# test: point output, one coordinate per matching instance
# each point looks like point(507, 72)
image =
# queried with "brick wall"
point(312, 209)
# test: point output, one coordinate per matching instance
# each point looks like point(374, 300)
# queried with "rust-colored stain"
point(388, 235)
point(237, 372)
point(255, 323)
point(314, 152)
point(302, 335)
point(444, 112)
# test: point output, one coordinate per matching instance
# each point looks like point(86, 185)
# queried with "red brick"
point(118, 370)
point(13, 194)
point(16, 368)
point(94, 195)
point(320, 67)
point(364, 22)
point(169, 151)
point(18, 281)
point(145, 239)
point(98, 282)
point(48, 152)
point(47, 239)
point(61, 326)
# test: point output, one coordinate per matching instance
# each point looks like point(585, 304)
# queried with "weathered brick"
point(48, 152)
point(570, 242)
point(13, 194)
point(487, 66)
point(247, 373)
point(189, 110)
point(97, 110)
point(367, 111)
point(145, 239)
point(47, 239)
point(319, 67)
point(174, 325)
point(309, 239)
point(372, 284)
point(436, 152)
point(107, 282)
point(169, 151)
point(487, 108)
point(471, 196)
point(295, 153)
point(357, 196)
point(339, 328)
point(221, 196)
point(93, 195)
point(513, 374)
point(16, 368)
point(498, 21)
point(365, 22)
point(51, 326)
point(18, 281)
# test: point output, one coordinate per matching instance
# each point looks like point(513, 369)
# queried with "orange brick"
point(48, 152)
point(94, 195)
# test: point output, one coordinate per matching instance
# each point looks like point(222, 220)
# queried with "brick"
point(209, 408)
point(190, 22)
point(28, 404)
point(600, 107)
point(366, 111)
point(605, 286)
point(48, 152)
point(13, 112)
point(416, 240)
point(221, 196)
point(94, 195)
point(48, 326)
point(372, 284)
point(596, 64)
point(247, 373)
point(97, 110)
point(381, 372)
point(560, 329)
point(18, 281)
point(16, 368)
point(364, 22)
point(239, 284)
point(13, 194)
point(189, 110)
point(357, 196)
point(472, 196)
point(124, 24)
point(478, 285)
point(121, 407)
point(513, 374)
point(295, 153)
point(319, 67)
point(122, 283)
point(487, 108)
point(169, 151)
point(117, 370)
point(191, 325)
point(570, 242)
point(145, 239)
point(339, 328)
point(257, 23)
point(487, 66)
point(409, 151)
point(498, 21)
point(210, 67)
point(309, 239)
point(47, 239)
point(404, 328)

※

Enunciado:
Reporta todas las líneas de los registros anteriores que contengan la palabra "brick". Cópialas sin cambios.

Respuesta completa:
# queried with "brick wall"
# queried with "red brick"
# queried with "weathered brick"
# queried with "orange brick"
# queried with "brick"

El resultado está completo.